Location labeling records

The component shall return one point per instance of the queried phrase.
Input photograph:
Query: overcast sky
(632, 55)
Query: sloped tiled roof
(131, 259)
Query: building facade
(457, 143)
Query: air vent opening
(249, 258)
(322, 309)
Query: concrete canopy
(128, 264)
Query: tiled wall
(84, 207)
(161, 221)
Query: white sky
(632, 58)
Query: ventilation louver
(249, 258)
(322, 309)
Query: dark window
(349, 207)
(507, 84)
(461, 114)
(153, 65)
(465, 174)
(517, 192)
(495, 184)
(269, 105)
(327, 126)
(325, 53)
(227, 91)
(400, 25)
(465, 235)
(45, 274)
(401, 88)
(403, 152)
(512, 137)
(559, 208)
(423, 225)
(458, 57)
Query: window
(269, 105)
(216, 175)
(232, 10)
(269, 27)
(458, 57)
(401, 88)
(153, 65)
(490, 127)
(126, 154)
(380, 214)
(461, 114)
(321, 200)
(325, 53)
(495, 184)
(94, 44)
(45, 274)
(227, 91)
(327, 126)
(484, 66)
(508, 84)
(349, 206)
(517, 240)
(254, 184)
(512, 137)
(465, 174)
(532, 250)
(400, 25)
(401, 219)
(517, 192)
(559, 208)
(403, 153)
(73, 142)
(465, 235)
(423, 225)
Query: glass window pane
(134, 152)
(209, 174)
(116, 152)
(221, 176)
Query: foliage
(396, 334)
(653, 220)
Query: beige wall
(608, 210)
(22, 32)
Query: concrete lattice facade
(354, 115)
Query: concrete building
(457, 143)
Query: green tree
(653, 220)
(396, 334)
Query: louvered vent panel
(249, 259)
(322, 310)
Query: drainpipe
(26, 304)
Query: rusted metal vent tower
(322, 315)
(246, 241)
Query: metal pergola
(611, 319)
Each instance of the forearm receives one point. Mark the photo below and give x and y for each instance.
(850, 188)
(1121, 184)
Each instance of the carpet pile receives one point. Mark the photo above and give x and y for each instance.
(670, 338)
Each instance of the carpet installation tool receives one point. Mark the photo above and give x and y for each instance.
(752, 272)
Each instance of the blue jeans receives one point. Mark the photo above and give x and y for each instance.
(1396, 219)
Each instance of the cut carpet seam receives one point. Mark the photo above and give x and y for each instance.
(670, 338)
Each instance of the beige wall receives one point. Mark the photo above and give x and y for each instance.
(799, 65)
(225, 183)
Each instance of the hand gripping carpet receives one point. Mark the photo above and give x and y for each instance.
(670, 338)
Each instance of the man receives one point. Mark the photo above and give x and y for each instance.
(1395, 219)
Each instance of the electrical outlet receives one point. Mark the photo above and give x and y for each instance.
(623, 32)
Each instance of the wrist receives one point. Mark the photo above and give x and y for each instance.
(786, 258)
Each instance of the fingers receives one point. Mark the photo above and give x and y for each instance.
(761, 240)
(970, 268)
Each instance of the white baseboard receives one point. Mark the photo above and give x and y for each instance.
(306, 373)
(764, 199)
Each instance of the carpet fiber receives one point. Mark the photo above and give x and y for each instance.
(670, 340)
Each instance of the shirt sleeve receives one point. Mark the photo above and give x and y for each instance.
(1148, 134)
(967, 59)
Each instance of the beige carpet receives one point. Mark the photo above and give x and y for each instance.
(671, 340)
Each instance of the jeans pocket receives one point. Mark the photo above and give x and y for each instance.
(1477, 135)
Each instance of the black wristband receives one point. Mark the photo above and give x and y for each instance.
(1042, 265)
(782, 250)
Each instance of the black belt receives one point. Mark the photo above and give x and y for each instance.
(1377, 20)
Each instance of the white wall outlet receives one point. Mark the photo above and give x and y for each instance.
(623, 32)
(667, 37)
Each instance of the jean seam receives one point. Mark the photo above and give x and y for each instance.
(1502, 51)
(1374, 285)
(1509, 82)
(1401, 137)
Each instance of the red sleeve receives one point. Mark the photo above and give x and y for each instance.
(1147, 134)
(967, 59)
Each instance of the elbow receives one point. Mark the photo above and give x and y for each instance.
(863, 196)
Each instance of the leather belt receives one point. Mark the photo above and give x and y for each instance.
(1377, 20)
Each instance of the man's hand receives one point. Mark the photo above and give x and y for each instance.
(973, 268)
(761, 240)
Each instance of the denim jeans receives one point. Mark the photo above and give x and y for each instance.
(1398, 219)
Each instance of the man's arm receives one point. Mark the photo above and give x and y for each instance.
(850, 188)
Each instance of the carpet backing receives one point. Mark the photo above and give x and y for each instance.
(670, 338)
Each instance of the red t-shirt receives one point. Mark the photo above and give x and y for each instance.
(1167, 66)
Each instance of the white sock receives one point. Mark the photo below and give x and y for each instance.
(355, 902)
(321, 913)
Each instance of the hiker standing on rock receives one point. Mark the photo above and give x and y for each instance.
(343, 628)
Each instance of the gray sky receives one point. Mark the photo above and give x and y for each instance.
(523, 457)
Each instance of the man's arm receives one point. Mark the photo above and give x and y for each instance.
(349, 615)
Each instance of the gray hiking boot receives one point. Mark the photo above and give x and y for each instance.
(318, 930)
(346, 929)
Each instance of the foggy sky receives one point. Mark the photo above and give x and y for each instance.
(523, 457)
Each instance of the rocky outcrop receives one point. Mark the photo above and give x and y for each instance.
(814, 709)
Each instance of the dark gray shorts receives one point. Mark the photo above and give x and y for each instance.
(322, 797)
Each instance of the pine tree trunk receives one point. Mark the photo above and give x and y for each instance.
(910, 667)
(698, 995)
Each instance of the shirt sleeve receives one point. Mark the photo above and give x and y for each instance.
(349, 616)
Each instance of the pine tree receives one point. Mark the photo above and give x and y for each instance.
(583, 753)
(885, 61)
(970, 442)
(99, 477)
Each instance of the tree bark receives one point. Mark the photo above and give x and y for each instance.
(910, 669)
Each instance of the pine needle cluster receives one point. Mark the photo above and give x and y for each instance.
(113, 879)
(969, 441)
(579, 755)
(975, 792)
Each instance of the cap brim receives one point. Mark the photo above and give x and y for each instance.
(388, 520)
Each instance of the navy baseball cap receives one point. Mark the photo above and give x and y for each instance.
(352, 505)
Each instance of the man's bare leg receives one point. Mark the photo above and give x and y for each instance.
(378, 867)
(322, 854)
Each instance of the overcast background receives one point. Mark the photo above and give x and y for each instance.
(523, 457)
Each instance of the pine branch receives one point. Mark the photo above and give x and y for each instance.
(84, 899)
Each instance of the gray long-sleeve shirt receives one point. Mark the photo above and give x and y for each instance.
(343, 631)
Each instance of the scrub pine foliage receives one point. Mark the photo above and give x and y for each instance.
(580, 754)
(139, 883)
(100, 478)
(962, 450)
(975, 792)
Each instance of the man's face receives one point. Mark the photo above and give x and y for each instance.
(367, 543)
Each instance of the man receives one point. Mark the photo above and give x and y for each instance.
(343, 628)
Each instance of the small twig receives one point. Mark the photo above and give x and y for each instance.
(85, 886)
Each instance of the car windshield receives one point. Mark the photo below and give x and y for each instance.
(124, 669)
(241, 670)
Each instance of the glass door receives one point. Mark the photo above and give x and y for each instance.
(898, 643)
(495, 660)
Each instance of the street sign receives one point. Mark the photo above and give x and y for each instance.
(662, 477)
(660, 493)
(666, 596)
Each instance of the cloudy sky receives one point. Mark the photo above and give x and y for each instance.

### Work required
Write out exactly the lines starting with the one that holds "Each instance of the overcast" and running through the last line above.

### Result of the exercise
Each instance of the overcast background receives one point. Mark the photo above and give x and y for each instance.
(523, 457)
Each instance of the pine branch receives one point. Mark the photo above and give x and y for each instance.
(84, 899)
Each instance of the gray long-sleeve shirt receives one point. Mark the photo above and give x and y for each instance.
(343, 631)
Each instance of the scrub pine foliage receives one point. Mark the photo above and give x and y for each instance.
(580, 754)
(139, 883)
(100, 478)
(962, 450)
(975, 792)
Each instance of the man's face receives one point. Mark the photo above and give x and y for each instance.
(367, 543)
Each instance of the man receives one point. Mark the photo above and give x and y for each instance.
(343, 628)
Each instance of the small twig receives one point. Mark the photo above and give x and y for each instance.
(85, 886)
Each instance of the car windshield receives one point. Mark the photo below and give x and y for each instance.
(124, 669)
(241, 670)
Each instance of the glass door receives one point. Mark the photo above and give x and y for each instance.
(898, 643)
(495, 660)
Each instance of the street sign receives one point. Mark the photo above and give x and y for each instance.
(662, 477)
(660, 493)
(666, 596)
Each instance of the cloudy sky receives one point. Mark the photo above and give x and y for each instance.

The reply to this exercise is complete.